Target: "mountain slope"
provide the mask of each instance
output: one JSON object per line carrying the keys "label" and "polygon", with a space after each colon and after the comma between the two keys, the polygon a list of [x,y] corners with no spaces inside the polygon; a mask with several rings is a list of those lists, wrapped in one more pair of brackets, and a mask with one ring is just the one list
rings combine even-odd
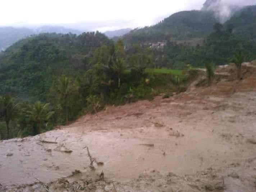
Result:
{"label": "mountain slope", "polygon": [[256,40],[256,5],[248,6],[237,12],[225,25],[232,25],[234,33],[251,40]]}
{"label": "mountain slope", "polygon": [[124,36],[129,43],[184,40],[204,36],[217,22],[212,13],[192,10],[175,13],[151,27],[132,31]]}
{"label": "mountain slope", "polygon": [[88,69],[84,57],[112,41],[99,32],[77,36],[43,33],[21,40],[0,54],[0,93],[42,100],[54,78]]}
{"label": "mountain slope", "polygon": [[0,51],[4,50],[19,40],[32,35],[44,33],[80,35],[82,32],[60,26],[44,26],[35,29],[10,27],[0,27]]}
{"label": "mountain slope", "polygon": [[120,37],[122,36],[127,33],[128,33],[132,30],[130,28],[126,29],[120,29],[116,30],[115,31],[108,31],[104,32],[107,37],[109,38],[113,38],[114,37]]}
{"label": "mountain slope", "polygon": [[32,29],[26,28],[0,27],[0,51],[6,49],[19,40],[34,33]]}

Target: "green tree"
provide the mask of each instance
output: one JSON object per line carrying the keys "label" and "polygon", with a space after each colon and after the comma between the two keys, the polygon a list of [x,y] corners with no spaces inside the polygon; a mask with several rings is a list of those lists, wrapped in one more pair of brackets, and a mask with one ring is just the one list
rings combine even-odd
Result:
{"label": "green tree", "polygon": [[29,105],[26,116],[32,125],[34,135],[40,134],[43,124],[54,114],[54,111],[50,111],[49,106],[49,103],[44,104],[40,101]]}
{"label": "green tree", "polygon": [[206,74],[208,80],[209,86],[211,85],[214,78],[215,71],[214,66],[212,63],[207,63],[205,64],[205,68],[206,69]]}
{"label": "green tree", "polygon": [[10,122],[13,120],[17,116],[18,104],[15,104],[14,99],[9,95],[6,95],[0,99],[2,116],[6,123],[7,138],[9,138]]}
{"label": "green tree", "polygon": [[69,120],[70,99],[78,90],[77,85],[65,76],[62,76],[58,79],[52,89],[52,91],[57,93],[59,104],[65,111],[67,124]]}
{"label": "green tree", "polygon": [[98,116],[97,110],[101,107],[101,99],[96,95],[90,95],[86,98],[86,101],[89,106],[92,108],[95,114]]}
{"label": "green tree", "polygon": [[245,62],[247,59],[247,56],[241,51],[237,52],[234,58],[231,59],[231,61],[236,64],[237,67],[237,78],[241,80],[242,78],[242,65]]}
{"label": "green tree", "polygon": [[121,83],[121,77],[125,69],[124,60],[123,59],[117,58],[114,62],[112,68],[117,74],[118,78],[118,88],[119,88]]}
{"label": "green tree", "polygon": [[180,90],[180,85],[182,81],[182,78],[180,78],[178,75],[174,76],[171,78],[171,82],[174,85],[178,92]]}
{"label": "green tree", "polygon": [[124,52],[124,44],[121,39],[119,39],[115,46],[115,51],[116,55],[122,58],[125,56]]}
_ _ _
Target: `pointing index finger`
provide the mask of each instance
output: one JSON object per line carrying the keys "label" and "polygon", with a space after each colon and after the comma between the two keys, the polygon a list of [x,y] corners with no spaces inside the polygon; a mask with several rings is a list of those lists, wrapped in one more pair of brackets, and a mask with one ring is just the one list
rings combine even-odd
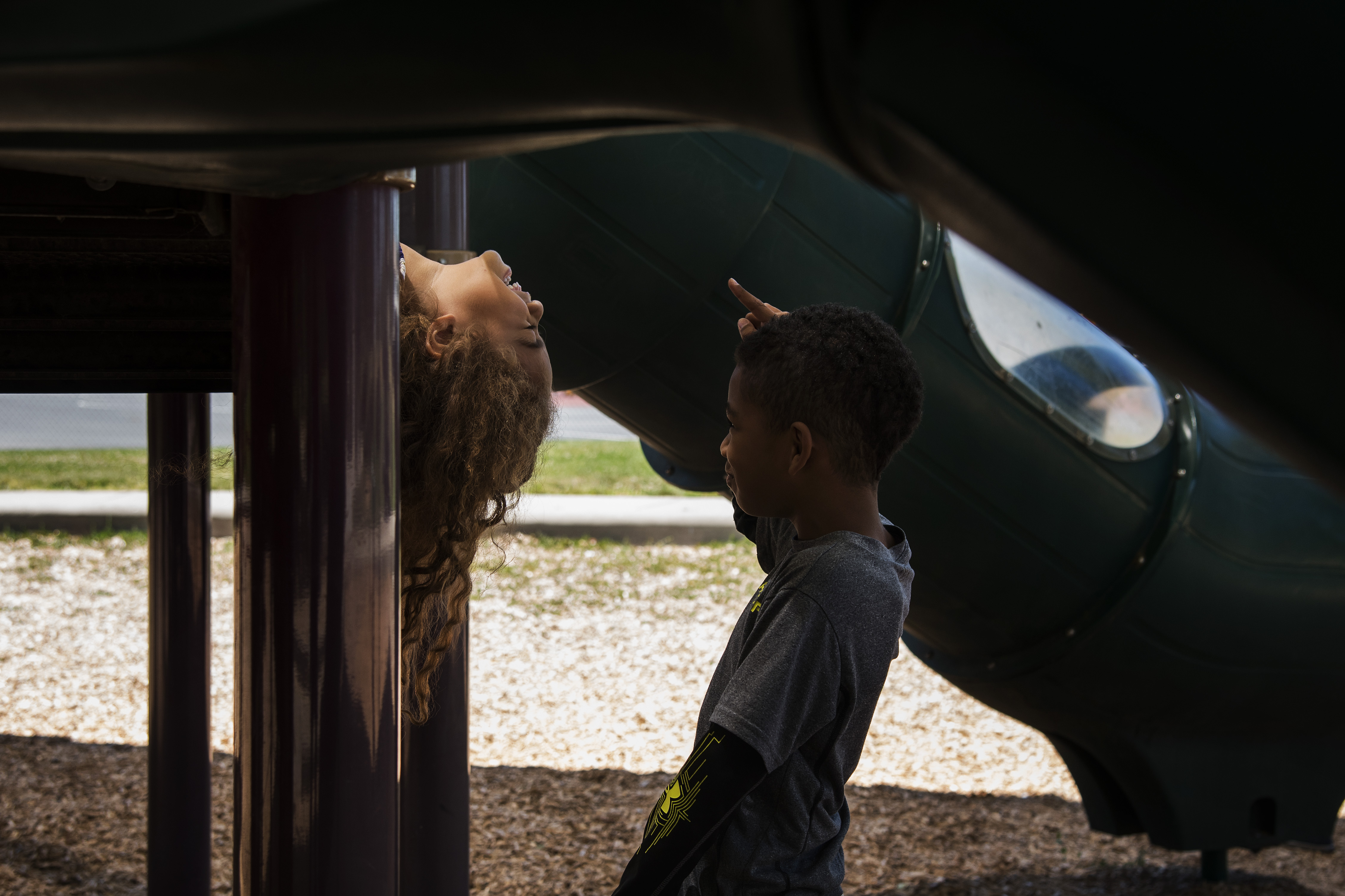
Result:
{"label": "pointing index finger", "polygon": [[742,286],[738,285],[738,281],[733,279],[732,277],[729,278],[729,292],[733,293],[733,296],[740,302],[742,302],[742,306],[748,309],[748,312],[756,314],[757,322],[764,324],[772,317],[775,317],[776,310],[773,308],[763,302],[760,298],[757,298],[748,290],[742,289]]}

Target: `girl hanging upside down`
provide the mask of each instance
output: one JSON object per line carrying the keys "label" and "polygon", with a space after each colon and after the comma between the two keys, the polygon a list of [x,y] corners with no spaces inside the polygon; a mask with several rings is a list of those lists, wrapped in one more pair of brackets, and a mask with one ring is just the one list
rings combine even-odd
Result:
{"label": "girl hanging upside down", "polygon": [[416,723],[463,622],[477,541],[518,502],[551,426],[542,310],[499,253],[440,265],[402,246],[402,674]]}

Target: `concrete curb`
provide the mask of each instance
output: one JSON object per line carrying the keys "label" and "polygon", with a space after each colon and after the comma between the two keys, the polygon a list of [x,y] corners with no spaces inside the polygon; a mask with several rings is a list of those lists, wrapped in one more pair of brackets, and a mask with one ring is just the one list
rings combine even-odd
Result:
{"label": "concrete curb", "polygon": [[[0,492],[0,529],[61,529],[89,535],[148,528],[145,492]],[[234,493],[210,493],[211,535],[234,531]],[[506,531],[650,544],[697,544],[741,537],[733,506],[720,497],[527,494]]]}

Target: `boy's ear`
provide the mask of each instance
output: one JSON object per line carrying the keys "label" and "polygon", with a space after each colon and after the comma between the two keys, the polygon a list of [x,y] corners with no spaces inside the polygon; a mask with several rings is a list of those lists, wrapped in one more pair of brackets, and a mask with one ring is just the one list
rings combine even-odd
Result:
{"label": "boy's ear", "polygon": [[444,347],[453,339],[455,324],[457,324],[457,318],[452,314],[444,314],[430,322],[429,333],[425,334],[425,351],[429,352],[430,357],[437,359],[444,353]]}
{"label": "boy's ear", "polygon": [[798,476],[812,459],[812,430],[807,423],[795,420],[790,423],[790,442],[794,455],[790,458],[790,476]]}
_ _ _
# Your objective:
Pull out every line in the two blocks above that contains the word "Target", copying each one in the order it appears.

# Result of this exercise:
Target: "mountain slope"
Target: "green tree"
Target: `pointing index finger`
Target: `girl hanging upside down`
Target: `concrete curb`
Target: `boy's ear`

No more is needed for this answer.